TASK INSTRUCTIONS
From the data, copy out every line in which the word "roof" appears.

(Region pointing data)

————————

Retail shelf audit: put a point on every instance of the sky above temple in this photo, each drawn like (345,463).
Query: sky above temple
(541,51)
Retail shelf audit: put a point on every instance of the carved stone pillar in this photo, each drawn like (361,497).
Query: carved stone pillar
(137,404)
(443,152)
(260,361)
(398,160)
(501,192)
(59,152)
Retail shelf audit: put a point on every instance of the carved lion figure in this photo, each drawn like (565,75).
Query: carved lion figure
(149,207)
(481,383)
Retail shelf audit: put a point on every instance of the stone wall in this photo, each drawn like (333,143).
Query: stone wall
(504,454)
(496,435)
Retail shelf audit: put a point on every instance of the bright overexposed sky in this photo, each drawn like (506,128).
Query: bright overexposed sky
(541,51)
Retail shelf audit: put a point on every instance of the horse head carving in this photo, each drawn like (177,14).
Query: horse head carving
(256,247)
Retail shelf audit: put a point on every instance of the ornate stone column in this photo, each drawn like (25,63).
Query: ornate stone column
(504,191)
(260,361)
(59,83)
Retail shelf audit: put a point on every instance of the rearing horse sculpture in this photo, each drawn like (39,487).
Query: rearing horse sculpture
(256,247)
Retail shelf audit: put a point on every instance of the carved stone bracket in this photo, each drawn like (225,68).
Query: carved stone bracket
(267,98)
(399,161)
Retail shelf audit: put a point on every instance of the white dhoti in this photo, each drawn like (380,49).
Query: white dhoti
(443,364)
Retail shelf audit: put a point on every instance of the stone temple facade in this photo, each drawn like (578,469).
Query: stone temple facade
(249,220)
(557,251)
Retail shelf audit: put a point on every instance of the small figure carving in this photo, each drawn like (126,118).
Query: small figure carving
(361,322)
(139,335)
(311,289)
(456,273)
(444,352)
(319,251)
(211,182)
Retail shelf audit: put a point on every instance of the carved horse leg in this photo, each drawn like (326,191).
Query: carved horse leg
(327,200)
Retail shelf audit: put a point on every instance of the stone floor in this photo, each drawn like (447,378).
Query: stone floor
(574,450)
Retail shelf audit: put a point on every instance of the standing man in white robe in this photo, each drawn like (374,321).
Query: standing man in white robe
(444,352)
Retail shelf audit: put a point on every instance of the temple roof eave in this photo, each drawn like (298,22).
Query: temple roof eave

————————

ANSWER BOX
Retail shelf audit: put a point on every instance of the temple roof eave in this photo, each drawn like (298,22).
Query: temple roof eave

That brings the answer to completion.